- _Goal of the exercise_
In the copy, include no images. Reproduce the entries exactly.

########################################

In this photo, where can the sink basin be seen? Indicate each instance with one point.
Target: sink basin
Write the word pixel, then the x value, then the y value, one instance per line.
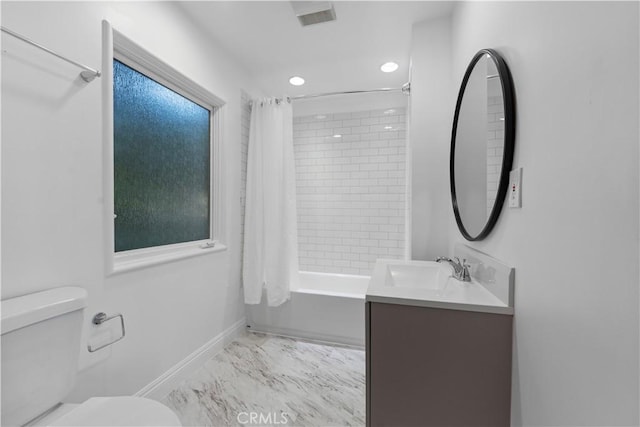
pixel 430 284
pixel 423 275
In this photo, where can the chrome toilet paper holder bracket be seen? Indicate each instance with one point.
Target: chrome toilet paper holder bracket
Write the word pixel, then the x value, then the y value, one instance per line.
pixel 101 318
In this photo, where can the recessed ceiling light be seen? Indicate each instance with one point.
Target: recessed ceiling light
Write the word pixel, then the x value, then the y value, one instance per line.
pixel 296 81
pixel 389 67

########################################

- _Your solution_
In this photo, where can the sink basin be seen? Indicate each instance with one point.
Target: sink basin
Write the word pixel, then the x value, then the y value, one instance per line.
pixel 430 284
pixel 423 275
In this photo, where can the chrome toilet paper holder bracket be seen? Indicate each instance with one point.
Target: chrome toilet paper holder bracket
Write the word pixel, then the x value, then the y value, one instance per line.
pixel 101 318
In this photo, where can the recessed ceiling light be seen? Indicate each instance with one point.
Target: recessed ceiling light
Write the word pixel, then the x value, then the y value, one instance per line.
pixel 296 81
pixel 389 67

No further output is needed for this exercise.